- **Task to carry out**: Restate, word for word, each record that follows.

- **Records to process**:
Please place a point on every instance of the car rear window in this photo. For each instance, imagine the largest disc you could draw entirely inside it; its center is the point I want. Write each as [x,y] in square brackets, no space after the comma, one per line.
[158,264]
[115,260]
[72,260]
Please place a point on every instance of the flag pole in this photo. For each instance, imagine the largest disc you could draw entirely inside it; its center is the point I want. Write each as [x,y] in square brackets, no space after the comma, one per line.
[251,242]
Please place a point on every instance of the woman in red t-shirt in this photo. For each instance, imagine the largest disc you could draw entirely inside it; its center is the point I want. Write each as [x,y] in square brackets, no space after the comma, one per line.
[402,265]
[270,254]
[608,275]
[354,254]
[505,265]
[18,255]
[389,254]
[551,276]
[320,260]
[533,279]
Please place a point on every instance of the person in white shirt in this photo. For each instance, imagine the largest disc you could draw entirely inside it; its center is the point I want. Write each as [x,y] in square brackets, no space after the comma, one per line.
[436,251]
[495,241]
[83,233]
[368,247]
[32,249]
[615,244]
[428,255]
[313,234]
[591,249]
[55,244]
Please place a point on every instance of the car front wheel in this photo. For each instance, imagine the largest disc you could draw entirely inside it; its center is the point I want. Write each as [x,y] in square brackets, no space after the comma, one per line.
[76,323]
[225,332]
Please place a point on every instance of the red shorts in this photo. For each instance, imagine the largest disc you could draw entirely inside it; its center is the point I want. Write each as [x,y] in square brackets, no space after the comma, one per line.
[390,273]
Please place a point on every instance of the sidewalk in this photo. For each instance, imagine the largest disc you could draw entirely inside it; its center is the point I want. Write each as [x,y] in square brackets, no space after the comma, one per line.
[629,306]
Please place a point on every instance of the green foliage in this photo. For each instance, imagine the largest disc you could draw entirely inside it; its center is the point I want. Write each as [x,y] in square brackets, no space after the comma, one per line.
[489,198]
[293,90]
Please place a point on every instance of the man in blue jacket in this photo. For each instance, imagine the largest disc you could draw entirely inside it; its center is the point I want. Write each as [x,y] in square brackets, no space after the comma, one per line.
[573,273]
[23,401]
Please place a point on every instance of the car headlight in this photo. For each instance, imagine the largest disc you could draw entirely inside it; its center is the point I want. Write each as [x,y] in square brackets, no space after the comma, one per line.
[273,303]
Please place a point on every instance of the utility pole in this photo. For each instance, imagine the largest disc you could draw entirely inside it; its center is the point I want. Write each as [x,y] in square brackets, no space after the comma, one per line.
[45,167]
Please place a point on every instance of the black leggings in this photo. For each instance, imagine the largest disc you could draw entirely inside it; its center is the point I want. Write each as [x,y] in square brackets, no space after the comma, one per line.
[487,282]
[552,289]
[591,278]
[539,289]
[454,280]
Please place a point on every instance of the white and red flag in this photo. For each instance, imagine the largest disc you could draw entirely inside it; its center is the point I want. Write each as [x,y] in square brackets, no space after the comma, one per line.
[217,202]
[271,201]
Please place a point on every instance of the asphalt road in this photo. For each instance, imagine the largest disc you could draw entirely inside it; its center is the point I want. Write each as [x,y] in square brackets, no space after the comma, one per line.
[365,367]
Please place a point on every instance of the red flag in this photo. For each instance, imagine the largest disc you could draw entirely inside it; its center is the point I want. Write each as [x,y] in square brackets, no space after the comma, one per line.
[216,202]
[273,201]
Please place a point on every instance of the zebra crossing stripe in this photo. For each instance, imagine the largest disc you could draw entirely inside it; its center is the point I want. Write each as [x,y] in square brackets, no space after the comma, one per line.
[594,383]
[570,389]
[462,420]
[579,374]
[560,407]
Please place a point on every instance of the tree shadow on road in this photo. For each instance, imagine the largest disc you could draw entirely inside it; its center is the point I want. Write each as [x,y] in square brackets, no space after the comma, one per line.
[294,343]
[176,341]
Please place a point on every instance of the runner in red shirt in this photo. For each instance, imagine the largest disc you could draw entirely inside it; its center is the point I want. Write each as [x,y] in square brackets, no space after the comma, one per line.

- **Completed task**:
Please place a point on every instance of the car rear window in this photo. For each instance, imagine the largest disc you could draw entirely inside it; its center is the point I want. Write each as [x,y] in square brackets, no space after the comma, one per line.
[158,264]
[115,260]
[72,260]
Please place a point on every instance of the flag pole in this photo. For each instance, imagine the largest disc you could draw entirely inside it; its center is the point I want. Write each as [x,y] in square brackets, no space after the comma, one per line.
[251,242]
Please place a point on every instance of the woman in red t-shirt in this photo. For each instance, imagine the largest disc you could draw entirely inside it; its center is the point I want. Write each as [x,y] in square brackets, no space after the comma, one per line.
[402,265]
[270,254]
[608,275]
[354,254]
[505,265]
[18,255]
[389,254]
[551,276]
[320,260]
[533,279]
Please place a point on every instance of the person in white shirt in this photo. For each instance, imagine the largest disc you could draw entirely inside it; its center is the point I want. Write each as [x,y] in square brackets, no space after the comma, one per line.
[436,251]
[495,241]
[83,233]
[368,247]
[32,249]
[615,244]
[428,255]
[313,234]
[591,249]
[55,244]
Please place a point on every instance of the car front wheel in this photo. For each instance, imagine the largest disc you could draw entirely inside it; its center is the point I want. Write each as [x,y] in square brackets, no space after the comma, one per line.
[76,323]
[225,332]
Please place a point on every instance of the red shorts in this photo. For each instance, imagine the largest disc you could draw entirely inside it; its center is the point I want. Write each as [x,y] in square brackets, no space after the comma, one per line.
[390,273]
Please place a point on every instance of the sidewalk in this photo. For each instance, imagine the largest disc you could draw entirely inside it; its center is the point I want. Write each as [x,y] in square brackets, no space after the comma, one per line.
[629,306]
Please place a point on every instance of the green foliage in this photo. For each instance, imagine the largest disc you could draw entirely inside it; its center is the point I want. Write each as [x,y] in square brackets, no space after the comma, one per line.
[489,198]
[293,90]
Please place a point on every instance of the man in blue jacket in this photo. For each instance, imagine the largest disc you could draw entirely inside it; its center is the point I want. Write each as [x,y] in square brackets, no space after the comma, one per line.
[573,273]
[23,401]
Please place a point on every instance of the car headlight in this photo. For each instance, imagine the largest disc you could draw entirely inside it; its center is the point I want. Write each as [x,y] in square brackets, no space after the comma, one per line.
[273,303]
Please place a point on every instance of the utility pole in this photo. For each instance, imagine the largest disc you could draw entirely inside it; its center is the point I want. Write each as [x,y] in square brackets, no space after the comma, one per line.
[45,167]
Please place a point on every instance of the black leggings in this photo. For each instance, imagine the largest disc you could draw entirely inside it; its center is the point I want. Write each as [x,y] in square brackets, no space after the comma, one per line.
[487,282]
[552,289]
[591,278]
[539,289]
[454,280]
Please place a point on every instance of the white and red flag in this photo. For each instance, imagine the largest disc you could draw entirely inside it; its center is the point I want. Write each as [x,y] in square brackets, no space after the comma, one per line.
[217,202]
[271,201]
Please place a point on every instance of the asphalt road in this photo. For each instance, imagine the largest disc you could draw entirely inside it; its center is the point I want. Write each as [x,y] in square brackets, no space after the comma, one per line.
[365,367]
Please place a point on every instance of the red flag in this photo. For each instance, imagine the largest disc you could draw entirely inside it; its center is the point I want. Write each as [x,y] in square brackets, no space after the comma, one per line.
[216,202]
[273,201]
Please place a point on every instance of the zebra crossing stripe in this photo. For each instance, imagine the largest disc you could draw entirely inside it; its center is the point I want. Write each as [x,y] in square brackets, no space after the comma, one per line.
[594,383]
[570,389]
[462,420]
[579,374]
[560,407]
Please place a point on every instance of the tree shadow on road in this photo. For each instance, imagine the largest disc you could draw entirely inside it; its center is the point I want. Write each as [x,y] in square brackets, no space after the comma, one per line.
[294,343]
[176,341]
Please place a point on every instance of the runner in red shirt in this photo. For each instance, imagine the largest disc you could draw entirely inside it; its center is the point I want. Write each as [x,y] in square brackets, no space after the comma, one per line.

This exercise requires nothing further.